AIM OF THE EXERCISE
Repeat the records exactly, so that each line matches the original.

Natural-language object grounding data
========================================

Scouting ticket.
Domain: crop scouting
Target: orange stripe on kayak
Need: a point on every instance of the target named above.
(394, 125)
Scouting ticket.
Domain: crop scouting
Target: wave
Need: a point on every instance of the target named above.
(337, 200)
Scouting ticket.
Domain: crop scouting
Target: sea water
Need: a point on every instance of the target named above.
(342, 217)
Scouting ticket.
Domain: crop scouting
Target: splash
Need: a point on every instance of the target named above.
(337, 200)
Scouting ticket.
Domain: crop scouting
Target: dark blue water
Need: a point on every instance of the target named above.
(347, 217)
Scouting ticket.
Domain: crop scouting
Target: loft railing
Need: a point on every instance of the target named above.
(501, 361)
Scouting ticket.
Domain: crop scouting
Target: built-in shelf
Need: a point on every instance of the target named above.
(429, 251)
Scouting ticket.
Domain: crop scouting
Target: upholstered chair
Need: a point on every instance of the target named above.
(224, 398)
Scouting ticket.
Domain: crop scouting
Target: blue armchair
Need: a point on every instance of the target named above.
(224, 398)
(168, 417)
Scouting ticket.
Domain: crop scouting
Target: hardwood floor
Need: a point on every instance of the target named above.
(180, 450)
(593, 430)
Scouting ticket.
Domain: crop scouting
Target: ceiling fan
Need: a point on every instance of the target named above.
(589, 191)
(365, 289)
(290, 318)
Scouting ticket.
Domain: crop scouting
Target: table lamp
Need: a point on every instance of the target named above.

========================================

ANSWER TO THE EXERCISE
Scouting ticket.
Domain: crop scouting
Target: orange stripe on kayak
Need: a point on every instance of the target named above.
(394, 125)
Scouting ticket.
Domain: crop scouting
Target: wave
Need: a point on every instance of the target named above.
(337, 200)
Scouting ticket.
Domain: crop scouting
Target: sea water
Need: a point on every instance of the target named above.
(342, 217)
Scouting ticket.
Domain: crop scouting
Target: splash
Need: a point on every instance of the target named above.
(337, 200)
Scouting ticket.
Domain: crop scouting
Target: dark blue water
Need: a point on every instance of the target named above.
(347, 217)
Scouting ticket.
Domain: crop scouting
Target: loft railing
Need: a point on every instance of the target named above.
(501, 361)
Scouting ticket.
Domain: crop scouting
Target: built-in shelf
Need: a point on every instance of the target named above.
(429, 251)
Scouting ticket.
Domain: crop scouting
Target: upholstered chair
Need: a point on every instance of the target named above.
(224, 398)
Scouting ticket.
Domain: crop scouting
Target: blue armchair
Need: a point on every instance of the target named above.
(224, 398)
(168, 417)
Scouting ticket.
Domain: crop scouting
Target: hardwood floor
Need: a point on every instance of the target named above.
(180, 450)
(593, 430)
Scouting ticket.
Domain: crop scouting
Target: ceiling fan
Need: a point on every instance of the target named above.
(589, 191)
(365, 289)
(290, 318)
Scouting ticket.
Domain: crop scouting
Target: table lamp
Need: a point on every instance of the target named above.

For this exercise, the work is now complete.